Dataset items:
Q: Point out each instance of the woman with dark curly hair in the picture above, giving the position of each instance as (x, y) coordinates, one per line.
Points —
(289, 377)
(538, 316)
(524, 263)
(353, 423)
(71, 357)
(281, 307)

* **Work required**: Retype every entry without changing anything.

* **Answer section**:
Q: Point out each instance of the woman with dark curly hair in the picture above, giving the position of each instance as (x, y) coordinates, one per line.
Points —
(289, 377)
(538, 316)
(524, 263)
(353, 423)
(71, 357)
(281, 307)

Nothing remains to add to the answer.